*Source*:
........

While the project makes simple business sense, it nevertheless reflects a certain change of direction for LafargeHolcim in that it considered options not previously taken into account. The innovation involved the concept of natural capital – the ecosystems underlying business natural resource use. The company is one of 80 members of the Natural Capital Coalition (NCC), a diverse consortium influencing the creation of the Natural Capital Protocol, a management tool. 
 
Its aim is to use natural capital awareness to help guide decisions and assess environmental risk. This is rather more proactive than monitoring the environment around the site once a plant is built. It means considering the activities and value of land, water and plants, as well as the ecosystems they embody, in order to improve a company’s notion of risk. “Most businesses have some idea of where they make an environmental impact but very few have an idea of their dependencies. The Natural Capital Protocol will help them connect both, which is important,” explains Mark Gough, director of the NCC.

........

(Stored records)
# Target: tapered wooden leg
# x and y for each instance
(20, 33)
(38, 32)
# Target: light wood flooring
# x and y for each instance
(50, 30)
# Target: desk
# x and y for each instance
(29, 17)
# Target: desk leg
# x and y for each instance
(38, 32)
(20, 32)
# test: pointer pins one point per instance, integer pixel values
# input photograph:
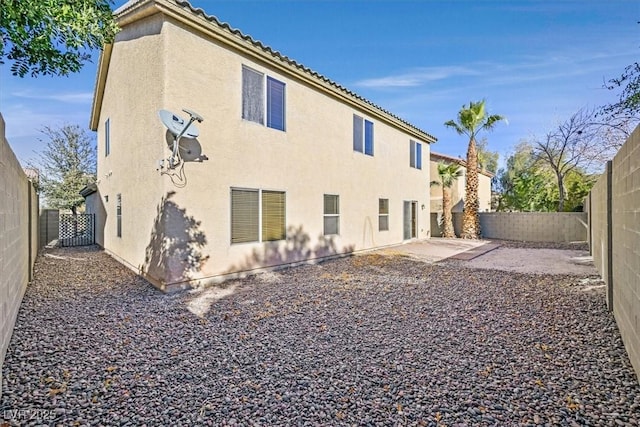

........

*Work to be completed*:
Extend the text on LafargeHolcim and natural capital, starting after its last sentence. The records are separate material, apart from the text on natural capital.

*Response to the task*:
 
Companies might previously have measured impacts such as emissions in terms of tonnes of gas produced or spillage fines. However, Gough suggests they will probably not have considered the point of making the assessments. “They will probably not have integrated this into the management process,” he says. 
 
The protocol attempts both to harmonise previous natural capital approaches as well as better inform and improve decisions. It breaks some new ground in terms of consolidating existing practices and makes its mark as a concept and corporate responsibility tool. Coalition members range from Arup to Tata Power, and from Burberry to Shell.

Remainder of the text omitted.